Written request:
Can you reproduce each of the following rows word for word?
** BEGIN Supplied data **
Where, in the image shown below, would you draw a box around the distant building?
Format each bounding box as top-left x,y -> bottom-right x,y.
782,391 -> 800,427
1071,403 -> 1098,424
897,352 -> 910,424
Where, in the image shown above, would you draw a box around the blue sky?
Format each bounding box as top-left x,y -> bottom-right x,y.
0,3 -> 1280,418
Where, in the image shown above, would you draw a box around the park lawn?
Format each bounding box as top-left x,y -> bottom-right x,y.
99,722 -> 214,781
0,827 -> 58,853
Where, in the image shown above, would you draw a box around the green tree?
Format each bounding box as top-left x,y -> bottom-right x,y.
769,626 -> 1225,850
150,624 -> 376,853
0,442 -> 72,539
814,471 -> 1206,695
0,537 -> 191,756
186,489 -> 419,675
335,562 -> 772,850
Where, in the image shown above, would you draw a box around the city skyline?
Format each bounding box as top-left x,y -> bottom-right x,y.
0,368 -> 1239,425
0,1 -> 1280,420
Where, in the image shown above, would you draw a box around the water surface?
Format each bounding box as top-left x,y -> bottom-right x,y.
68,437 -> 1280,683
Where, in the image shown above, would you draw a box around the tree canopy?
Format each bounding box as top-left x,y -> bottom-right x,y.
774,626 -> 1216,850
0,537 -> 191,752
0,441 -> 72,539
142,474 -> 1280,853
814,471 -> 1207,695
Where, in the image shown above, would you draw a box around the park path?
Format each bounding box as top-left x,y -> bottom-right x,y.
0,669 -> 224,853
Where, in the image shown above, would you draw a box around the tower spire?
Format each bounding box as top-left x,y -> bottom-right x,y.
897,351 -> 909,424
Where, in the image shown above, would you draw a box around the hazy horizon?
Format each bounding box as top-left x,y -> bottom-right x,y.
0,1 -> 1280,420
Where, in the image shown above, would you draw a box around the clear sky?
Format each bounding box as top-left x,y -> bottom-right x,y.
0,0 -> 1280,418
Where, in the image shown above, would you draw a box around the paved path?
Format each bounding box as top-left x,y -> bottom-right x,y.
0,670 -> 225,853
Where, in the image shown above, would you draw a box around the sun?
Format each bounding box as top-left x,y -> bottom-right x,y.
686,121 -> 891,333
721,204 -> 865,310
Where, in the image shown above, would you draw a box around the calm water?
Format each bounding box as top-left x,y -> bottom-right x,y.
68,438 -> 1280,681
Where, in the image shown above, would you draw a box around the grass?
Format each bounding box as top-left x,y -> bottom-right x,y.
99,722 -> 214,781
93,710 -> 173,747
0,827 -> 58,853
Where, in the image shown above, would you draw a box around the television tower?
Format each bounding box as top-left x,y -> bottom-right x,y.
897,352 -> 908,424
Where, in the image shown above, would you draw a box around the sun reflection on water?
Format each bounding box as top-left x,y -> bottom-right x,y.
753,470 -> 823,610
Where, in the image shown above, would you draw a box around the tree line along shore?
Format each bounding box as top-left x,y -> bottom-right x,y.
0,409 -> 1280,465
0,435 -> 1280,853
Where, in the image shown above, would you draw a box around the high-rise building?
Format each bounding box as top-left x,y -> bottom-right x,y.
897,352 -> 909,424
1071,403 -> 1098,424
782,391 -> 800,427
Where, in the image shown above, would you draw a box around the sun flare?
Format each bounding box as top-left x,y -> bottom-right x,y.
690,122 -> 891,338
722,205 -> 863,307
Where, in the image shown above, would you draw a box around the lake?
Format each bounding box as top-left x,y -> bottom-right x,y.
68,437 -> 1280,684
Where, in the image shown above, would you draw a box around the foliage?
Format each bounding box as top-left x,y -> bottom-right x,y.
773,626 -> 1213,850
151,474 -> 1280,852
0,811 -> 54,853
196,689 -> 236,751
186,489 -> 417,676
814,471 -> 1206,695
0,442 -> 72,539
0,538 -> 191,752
** END Supplied data **
Solution to this task:
Where, in the image shown below, would you draw a box around the distant building?
Format each bounding box as top-left x,y -> bottom-right x,y.
782,391 -> 800,427
1071,403 -> 1098,424
897,352 -> 910,424
Where, in the image shown above, would you draw a box around the blue sky?
Format each bounding box as top-left x,y -> bottom-right x,y.
0,3 -> 1280,418
Where, in the image shown above, would you draw a box around the park lawn?
Format each bounding box as top-left x,y -> bottom-right x,y.
99,722 -> 214,781
0,827 -> 58,853
Where, in the image shown above, would you draw a box around the green tree?
Format each bounding box as top-left x,y -> bottom-right x,y.
769,626 -> 1225,850
150,624 -> 376,853
0,442 -> 72,539
814,471 -> 1206,695
0,537 -> 191,756
186,489 -> 419,675
335,562 -> 772,850
Where, in the image shown above, would you draw a box around the city skyline?
Format each bounding box as top-left x,y -> bottom-right x,y.
0,368 -> 1239,425
0,1 -> 1280,420
Where, in the image shown above, would you draw a box around the water surface?
Format each bounding box as top-left x,y -> bottom-right x,y.
68,437 -> 1280,683
Where, in the image shown above, would you draw a box around the tree canopy?
Format each bounding box as top-left x,y -> bottom-right x,y.
774,626 -> 1216,850
0,537 -> 191,752
0,441 -> 72,539
142,474 -> 1280,853
814,471 -> 1207,695
Where, in the image shown above, would you draw a box around the park path?
Format each bounding box as top-left x,y -> bottom-right x,y.
0,669 -> 224,853
Where, in the image shown above, would you draw a box around the tower spire?
Format each bounding box as top-left x,y -> bottom-right x,y.
897,351 -> 909,424
Where, in the image shown above, would you draw a box around the hazy horizon?
Format each bounding box as top-left x,y -> bottom-right x,y.
0,1 -> 1280,420
Where, in the image shown above, would you draw a box around the clear sky?
Format each bounding box as top-left x,y -> bottom-right x,y.
0,0 -> 1280,418
Where, in the image shown above, would you draw a box around the paved path?
Format each bounding box as top-left x,y -> bottom-right x,y.
0,670 -> 225,853
Where, in the image shown above, would you draw a box around the sun?
Format each bounding box as top-left x,y -> bottom-right x,y.
686,121 -> 891,333
721,204 -> 865,310
Where, in the image shown above, would you draw a box around the calm water?
Format each bounding box as top-left x,y -> bottom-right x,y.
68,438 -> 1280,681
Where, in the image shown above, would you draw a box around the grass?
Format each bounding box as top-left x,y -> bottom-right x,y.
99,722 -> 214,781
93,710 -> 173,747
0,827 -> 58,853
Where, in the image shown above, would you draw a box around the television tower?
Format each bounding box as top-left x,y -> bottom-right x,y.
897,352 -> 908,424
Where, in the image shown above, would you draw a box around the sun reflection on water?
Format each bounding box as top-left x,y -> bottom-right x,y.
753,470 -> 823,610
Where, in the image shown above, would you draw a box around the tree line along shore?
Format each bounding box as top-left x,y -> bottom-right x,y.
0,409 -> 1280,465
0,435 -> 1280,853
Where, in the image shown above, would you draw a box around the high-rise building?
Format each bounding box as top-left x,y -> bottom-right x,y.
897,352 -> 909,424
1071,403 -> 1098,424
782,391 -> 800,427
Where, in the image shown above, would you draw a box around the sun flare?
Format each bounding box as top-left x,y -> bottom-right x,y.
690,122 -> 891,338
722,205 -> 863,307
Where, in the image shown above, would you draw a box around the lake?
Format each bounding box as top-left x,y -> bottom-right x,y.
68,437 -> 1280,684
Where, in the image shown above, would you draw a box around the foliage?
Format each bounding box as top-left x,y -> bottom-right x,y.
773,626 -> 1213,850
151,474 -> 1280,852
0,811 -> 54,853
196,689 -> 236,751
186,489 -> 417,676
814,471 -> 1206,695
0,442 -> 72,539
0,538 -> 191,752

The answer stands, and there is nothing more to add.